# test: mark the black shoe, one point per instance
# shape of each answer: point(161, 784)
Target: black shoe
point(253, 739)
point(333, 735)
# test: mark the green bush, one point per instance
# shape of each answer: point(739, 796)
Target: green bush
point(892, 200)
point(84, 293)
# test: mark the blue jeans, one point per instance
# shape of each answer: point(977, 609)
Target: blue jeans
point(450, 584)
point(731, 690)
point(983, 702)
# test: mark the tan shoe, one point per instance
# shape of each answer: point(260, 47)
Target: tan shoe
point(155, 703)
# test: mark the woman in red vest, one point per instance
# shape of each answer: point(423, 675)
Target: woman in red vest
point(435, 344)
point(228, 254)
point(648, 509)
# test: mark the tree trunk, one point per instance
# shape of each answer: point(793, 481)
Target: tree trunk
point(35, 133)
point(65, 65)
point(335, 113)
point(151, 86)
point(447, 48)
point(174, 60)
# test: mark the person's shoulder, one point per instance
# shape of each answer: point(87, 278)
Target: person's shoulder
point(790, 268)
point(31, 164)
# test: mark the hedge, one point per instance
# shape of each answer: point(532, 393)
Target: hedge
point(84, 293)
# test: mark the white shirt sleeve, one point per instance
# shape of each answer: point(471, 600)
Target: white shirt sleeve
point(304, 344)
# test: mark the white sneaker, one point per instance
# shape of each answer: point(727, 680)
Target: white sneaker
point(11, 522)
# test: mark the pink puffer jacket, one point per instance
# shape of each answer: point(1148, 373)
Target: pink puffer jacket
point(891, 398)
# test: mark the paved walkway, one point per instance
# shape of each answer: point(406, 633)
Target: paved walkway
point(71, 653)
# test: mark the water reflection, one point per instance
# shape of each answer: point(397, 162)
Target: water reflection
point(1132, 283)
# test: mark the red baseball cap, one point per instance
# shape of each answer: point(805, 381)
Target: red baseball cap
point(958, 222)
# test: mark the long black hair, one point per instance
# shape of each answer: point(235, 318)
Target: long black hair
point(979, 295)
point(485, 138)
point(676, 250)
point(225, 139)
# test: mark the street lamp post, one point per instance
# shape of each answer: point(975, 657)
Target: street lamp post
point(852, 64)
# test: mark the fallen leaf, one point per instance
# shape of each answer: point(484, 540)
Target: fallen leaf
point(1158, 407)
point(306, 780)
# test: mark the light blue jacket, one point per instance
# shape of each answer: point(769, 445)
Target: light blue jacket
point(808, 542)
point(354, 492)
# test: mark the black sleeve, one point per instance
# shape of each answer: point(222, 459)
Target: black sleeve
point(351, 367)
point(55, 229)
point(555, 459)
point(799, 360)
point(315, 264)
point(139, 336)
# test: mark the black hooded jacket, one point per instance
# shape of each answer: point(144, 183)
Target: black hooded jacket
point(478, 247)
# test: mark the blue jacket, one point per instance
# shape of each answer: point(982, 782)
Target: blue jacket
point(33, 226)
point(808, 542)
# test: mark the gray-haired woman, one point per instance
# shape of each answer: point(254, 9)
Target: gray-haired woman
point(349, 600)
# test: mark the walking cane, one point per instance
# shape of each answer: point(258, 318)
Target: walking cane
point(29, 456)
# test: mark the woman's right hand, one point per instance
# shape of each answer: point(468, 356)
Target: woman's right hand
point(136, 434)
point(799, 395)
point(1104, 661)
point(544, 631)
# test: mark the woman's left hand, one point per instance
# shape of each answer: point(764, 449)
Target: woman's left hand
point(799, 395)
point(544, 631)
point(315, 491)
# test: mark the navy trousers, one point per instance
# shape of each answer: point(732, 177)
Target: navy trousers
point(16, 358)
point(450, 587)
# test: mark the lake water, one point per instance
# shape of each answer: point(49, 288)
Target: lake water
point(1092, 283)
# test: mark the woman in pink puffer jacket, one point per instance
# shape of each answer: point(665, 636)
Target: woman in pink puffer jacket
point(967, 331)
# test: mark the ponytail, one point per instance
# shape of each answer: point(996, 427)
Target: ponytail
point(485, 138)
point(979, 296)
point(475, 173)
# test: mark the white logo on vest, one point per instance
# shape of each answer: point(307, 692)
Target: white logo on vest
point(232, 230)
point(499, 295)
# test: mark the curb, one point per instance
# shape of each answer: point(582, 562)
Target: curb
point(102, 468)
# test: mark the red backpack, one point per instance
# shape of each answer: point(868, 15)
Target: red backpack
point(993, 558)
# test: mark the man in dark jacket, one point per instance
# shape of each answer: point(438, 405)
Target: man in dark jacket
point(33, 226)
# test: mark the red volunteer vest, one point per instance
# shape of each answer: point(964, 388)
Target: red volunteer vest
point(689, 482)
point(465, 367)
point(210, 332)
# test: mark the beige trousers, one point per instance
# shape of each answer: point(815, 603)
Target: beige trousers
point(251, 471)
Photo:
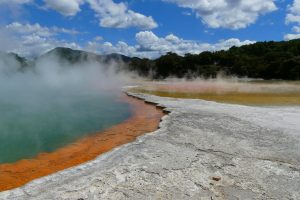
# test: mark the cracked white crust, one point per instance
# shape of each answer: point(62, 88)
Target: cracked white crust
point(254, 150)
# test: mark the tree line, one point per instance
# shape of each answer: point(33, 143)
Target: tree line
point(266, 60)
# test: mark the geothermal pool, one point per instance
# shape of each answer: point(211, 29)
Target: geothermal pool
point(32, 125)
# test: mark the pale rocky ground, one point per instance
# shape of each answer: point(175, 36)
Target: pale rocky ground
point(255, 151)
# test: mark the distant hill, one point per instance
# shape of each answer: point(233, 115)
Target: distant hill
point(14, 59)
point(266, 60)
point(76, 56)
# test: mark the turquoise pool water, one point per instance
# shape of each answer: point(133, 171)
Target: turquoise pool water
point(51, 119)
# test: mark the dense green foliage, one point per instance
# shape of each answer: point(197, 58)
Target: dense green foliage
point(267, 60)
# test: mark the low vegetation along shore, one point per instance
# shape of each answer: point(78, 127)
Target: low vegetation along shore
point(258, 93)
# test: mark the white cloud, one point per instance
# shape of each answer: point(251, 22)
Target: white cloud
point(32, 39)
point(117, 15)
point(151, 46)
point(37, 29)
point(65, 7)
point(291, 36)
point(110, 14)
point(14, 2)
point(293, 17)
point(232, 14)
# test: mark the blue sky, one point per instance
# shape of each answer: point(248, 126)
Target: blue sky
point(144, 28)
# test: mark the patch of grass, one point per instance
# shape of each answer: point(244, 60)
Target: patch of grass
point(263, 99)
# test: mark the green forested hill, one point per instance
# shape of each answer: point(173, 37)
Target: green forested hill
point(267, 60)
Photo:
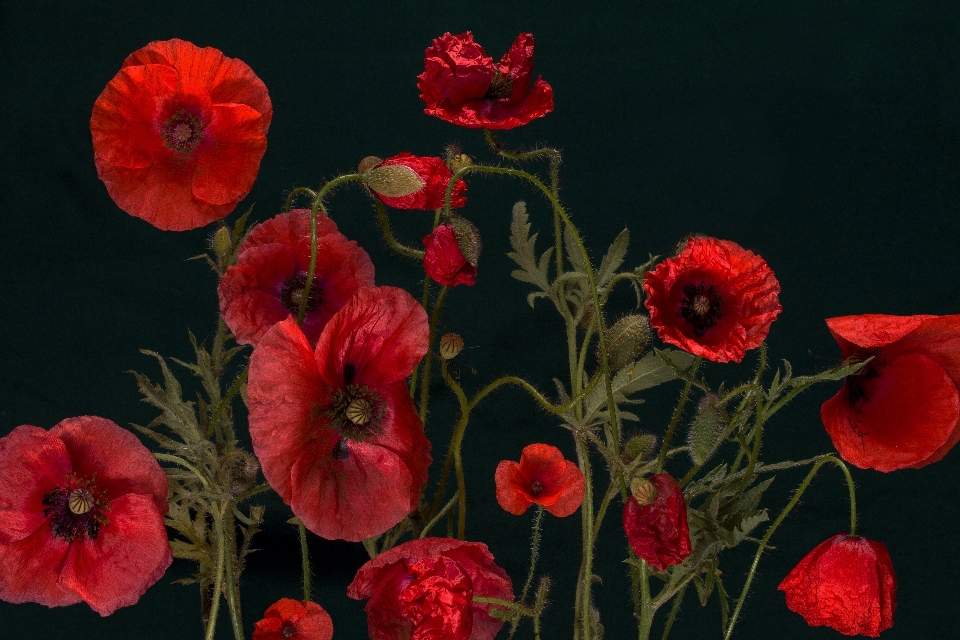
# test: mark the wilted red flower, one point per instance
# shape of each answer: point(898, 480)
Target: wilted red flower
point(541, 477)
point(461, 84)
point(714, 299)
point(266, 284)
point(846, 583)
point(334, 427)
point(406, 181)
point(657, 530)
point(451, 253)
point(81, 517)
point(179, 132)
point(288, 619)
point(902, 409)
point(425, 589)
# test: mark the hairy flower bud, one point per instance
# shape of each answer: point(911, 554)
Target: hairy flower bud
point(626, 340)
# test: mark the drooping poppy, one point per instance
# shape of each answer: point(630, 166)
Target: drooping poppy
point(334, 427)
point(713, 299)
point(541, 477)
point(288, 619)
point(846, 583)
point(267, 283)
point(406, 181)
point(655, 521)
point(81, 517)
point(451, 253)
point(461, 84)
point(179, 132)
point(426, 588)
point(903, 408)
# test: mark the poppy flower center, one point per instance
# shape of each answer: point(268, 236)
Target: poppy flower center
point(700, 306)
point(500, 87)
point(291, 293)
point(182, 131)
point(357, 412)
point(76, 508)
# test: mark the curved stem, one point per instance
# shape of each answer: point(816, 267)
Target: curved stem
----
■ Task prompt: Give all of these lines again, changing "one point per instance" to "one point for each" wherever it appears and leaving everything else as it is. Leave the pictures out of your answer.

■ Solution to this problem:
# test: mark the black shoe, one point for each
# shape of each answer: point(161, 784)
Target: black shoe
point(253, 739)
point(333, 735)
# test: mark the green bush, one point for each
# shape of each answer: point(739, 796)
Target: green bush
point(892, 200)
point(84, 293)
# test: mark the blue jeans, one point for each
# shape of each answer: point(977, 609)
Target: blue jeans
point(450, 584)
point(731, 690)
point(983, 702)
# test: mark the tan shoe, one point for each
# shape of each answer: point(260, 47)
Target: tan shoe
point(155, 703)
# test: mark the woman in red vest, one point for each
# shape of each answer: point(423, 675)
Target: woman in red vest
point(435, 344)
point(228, 254)
point(648, 509)
# test: mark the tree trunk, one point for each
# shape of each answer: point(793, 481)
Target: tree trunk
point(35, 133)
point(65, 65)
point(335, 113)
point(151, 86)
point(447, 48)
point(174, 60)
# test: mark the person's shoulder, one point for each
# shape of each answer: point(87, 278)
Target: person's shoulder
point(790, 268)
point(31, 164)
# test: mark the hedge, one point for each
# shape of each answer: point(532, 393)
Target: hedge
point(84, 293)
# test: mark the white shirt sleeve, one point for each
# shape of each answer: point(471, 600)
Target: white shirt sleeve
point(304, 344)
# test: mark the white sneaker, one point for each
# shape of each answer: point(727, 680)
Target: white sneaker
point(11, 522)
# test: mark the pink puffer jacket, one point for each
# shape of each answer: point(1148, 373)
Target: pink puffer jacket
point(891, 398)
# test: mark the paved walkway, one point for each
# shape of each answer: point(406, 633)
Target: paved walkway
point(71, 653)
# test: mark the water reflection, one point for each
# shape of each answer: point(397, 162)
Target: water reflection
point(1132, 283)
# test: mark the red baseball cap, one point for each
# shape of each answer: point(805, 381)
Target: red baseball cap
point(958, 222)
# test: mark the long black hair, one point for each
# shape of each answer: point(235, 318)
Target: long black hair
point(979, 295)
point(485, 138)
point(676, 250)
point(225, 139)
# test: mark the street lamp post, one point for each
# shape of each answer: point(975, 657)
Target: street lamp post
point(852, 64)
# test: mark the fallen leaf, one point for each
# shape of each answer: point(484, 540)
Target: fallen leaf
point(1158, 407)
point(306, 780)
# test: mark the light blue jacket, one point for each
# shape of each answer: point(769, 445)
Target: light blue jacket
point(808, 542)
point(354, 492)
# test: mark the black sleeve, one point for each
# shape of each answer: point(222, 459)
Target: black sleeve
point(351, 367)
point(55, 229)
point(555, 459)
point(799, 360)
point(315, 264)
point(139, 336)
# test: mark the black hooded jacket, one point for each
# shape of each answer: point(144, 183)
Target: black hooded jacket
point(478, 247)
# test: mark the blue jacket, one point for each
# shape of each answer: point(982, 782)
Target: blue jacket
point(33, 226)
point(808, 542)
# test: mark the gray-haired woman, one point for each
# shape of each answer: point(254, 9)
Target: gray-haired woman
point(349, 600)
# test: mark the walking cane, one point for each
# shape of each answer: point(258, 318)
Target: walking cane
point(29, 456)
# test: mark the woman's right hand, one point for each
# shape of each answer: point(468, 356)
Target: woman's right hand
point(136, 434)
point(799, 395)
point(1104, 661)
point(544, 631)
# test: mark the woman's left hand, one point for each
# shape of each answer: point(764, 449)
Target: woman's left hand
point(799, 395)
point(544, 631)
point(315, 491)
# test: mark the navy trousers, one point for each
# shape of each answer: point(732, 177)
Target: navy trousers
point(16, 358)
point(450, 587)
# test: mark the lake water, one point for each
# shape of each answer: point(49, 288)
Target: lake water
point(1092, 283)
# test: mark the woman in pink puffer jacket, one point for each
# shape of each answer: point(665, 636)
Target: woman in pink puffer jacket
point(967, 331)
# test: mark the ponytail, one point for each
# shape of each answer: point(996, 427)
Target: ponytail
point(485, 138)
point(979, 296)
point(475, 173)
# test: mark the white logo on vest, one point for each
# shape of each answer: point(307, 692)
Target: white logo on vest
point(232, 230)
point(499, 295)
# test: mark the curb, one point for each
# shape of each answer: point(582, 562)
Target: curb
point(102, 468)
# test: mark the red backpack, one point for each
# shape of each answer: point(868, 15)
Target: red backpack
point(993, 558)
# test: mark the man in dark jacket, one point for each
# shape of each answer: point(438, 405)
Target: man in dark jacket
point(33, 226)
# test: mark the red volunteer vest, one point for each
# shape of each answer: point(964, 388)
Target: red volunteer vest
point(689, 482)
point(465, 367)
point(210, 332)
# test: mark the beige trousers, one point for each
# shape of each answer: point(815, 603)
Target: beige trousers
point(251, 471)
Photo:
# test: mark the cracked white crust, one point for each
# shape of each answer: point(62, 88)
Target: cracked white crust
point(254, 150)
# test: mark the tree line, one point for each
# shape of each answer: point(33, 143)
Target: tree line
point(266, 60)
# test: mark the geothermal pool, one point for each
# shape of each answer: point(211, 29)
Target: geothermal pool
point(32, 125)
# test: mark the pale rocky ground, one point for each
# shape of each answer: point(175, 36)
Target: pale rocky ground
point(255, 151)
# test: mark the distant hill, one point for each
# shape of each answer: point(233, 115)
Target: distant hill
point(14, 59)
point(266, 60)
point(76, 56)
# test: mark the turquoise pool water, one point for each
# shape of each answer: point(133, 171)
Target: turquoise pool water
point(51, 119)
# test: mark the dense green foliage, one point for each
# shape of each answer: point(197, 58)
Target: dense green foliage
point(267, 60)
# test: mark the low vegetation along shore, one point for each
# shape of each answer: point(78, 127)
Target: low vegetation along shore
point(258, 93)
# test: mark the white cloud, one point for each
# shape of each answer: point(251, 22)
Target: white cloud
point(32, 39)
point(117, 15)
point(151, 46)
point(37, 29)
point(65, 7)
point(291, 36)
point(110, 14)
point(14, 2)
point(293, 17)
point(232, 14)
# test: mark the blue sky, one point for each
# shape of each answer: point(248, 126)
Target: blue sky
point(144, 28)
# test: mark the patch of grass, one point for each
# shape of each answer: point(244, 60)
Target: patch of grass
point(263, 99)
# test: mark the green forested hill, one point for each
# shape of each answer: point(173, 37)
Target: green forested hill
point(267, 60)
Photo:
# test: mark the wilted red flower, one point for each
# shape of each answer: point(898, 480)
Target: wilted red flower
point(541, 477)
point(461, 84)
point(714, 299)
point(266, 284)
point(846, 583)
point(334, 427)
point(406, 181)
point(657, 530)
point(451, 253)
point(81, 517)
point(179, 132)
point(288, 619)
point(902, 409)
point(425, 589)
# test: mark the hairy flower bud, one point for each
# shape of each answer: point(911, 554)
Target: hairy flower bud
point(626, 340)
# test: mark the drooping poppy, one point for each
# shape of each answer: point(630, 166)
Target: drooping poppy
point(334, 427)
point(713, 299)
point(541, 477)
point(288, 619)
point(846, 583)
point(267, 283)
point(406, 181)
point(655, 521)
point(81, 517)
point(451, 253)
point(461, 84)
point(179, 132)
point(426, 588)
point(903, 408)
# test: mark the poppy flower center, one point for each
# shape of each answer: point(268, 236)
Target: poppy flower center
point(700, 306)
point(500, 87)
point(291, 293)
point(182, 131)
point(357, 412)
point(76, 508)
# test: mark the curved stem, one point for each
# shape of each answer: point(816, 267)
Target: curved stem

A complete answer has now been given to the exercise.